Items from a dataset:
==============================

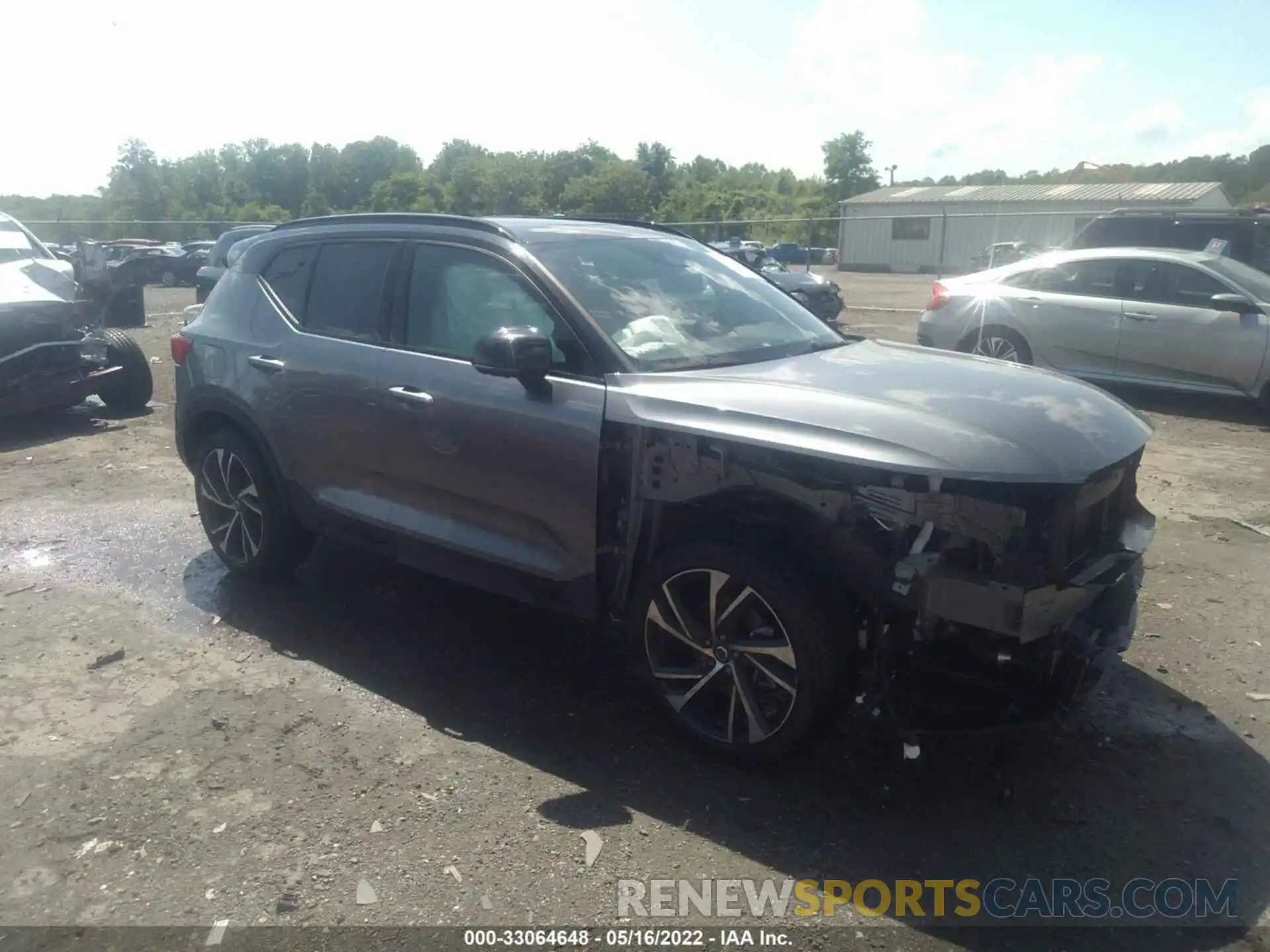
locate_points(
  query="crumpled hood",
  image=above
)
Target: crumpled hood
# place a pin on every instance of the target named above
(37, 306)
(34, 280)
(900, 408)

==============================

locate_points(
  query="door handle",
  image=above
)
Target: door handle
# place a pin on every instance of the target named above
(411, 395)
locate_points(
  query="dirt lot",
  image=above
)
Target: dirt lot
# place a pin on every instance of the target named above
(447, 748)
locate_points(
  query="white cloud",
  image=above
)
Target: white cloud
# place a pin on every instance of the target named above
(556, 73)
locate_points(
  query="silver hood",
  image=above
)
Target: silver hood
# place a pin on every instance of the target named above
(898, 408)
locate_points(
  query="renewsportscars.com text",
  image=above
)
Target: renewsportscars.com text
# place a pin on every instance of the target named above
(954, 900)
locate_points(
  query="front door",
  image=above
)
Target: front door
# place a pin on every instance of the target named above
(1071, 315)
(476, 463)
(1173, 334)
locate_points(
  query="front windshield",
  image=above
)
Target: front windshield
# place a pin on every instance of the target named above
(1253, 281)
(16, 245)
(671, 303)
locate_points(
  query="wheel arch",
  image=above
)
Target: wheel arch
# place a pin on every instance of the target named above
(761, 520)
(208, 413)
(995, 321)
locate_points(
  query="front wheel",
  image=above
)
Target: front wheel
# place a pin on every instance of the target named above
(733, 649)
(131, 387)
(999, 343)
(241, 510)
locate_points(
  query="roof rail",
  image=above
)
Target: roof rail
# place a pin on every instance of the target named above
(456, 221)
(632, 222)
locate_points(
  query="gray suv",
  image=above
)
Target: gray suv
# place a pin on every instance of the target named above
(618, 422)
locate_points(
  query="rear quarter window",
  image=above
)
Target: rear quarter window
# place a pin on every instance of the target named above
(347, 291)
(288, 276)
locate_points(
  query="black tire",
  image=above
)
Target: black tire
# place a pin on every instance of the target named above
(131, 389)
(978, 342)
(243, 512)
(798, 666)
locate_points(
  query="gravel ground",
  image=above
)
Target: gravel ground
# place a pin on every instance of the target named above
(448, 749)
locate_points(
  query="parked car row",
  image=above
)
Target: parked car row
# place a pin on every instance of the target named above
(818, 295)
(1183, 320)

==============================

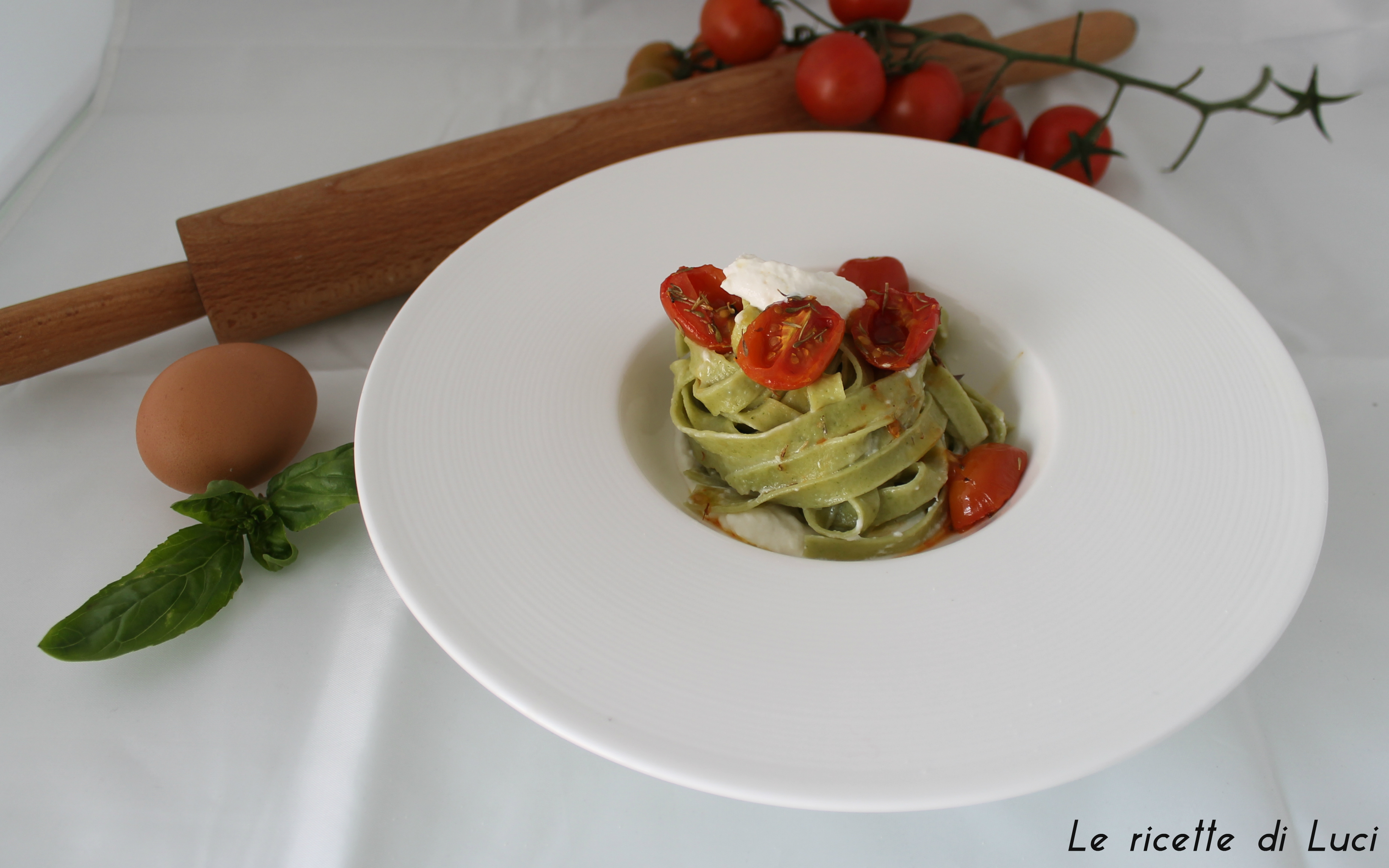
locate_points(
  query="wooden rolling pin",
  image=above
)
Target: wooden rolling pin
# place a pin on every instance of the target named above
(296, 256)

==============================

WORK REQUIRED.
Please report all lines in the entries where "rolling" appears.

ANSWER.
  query="wooden rolling pin",
Target: wooden rolling pin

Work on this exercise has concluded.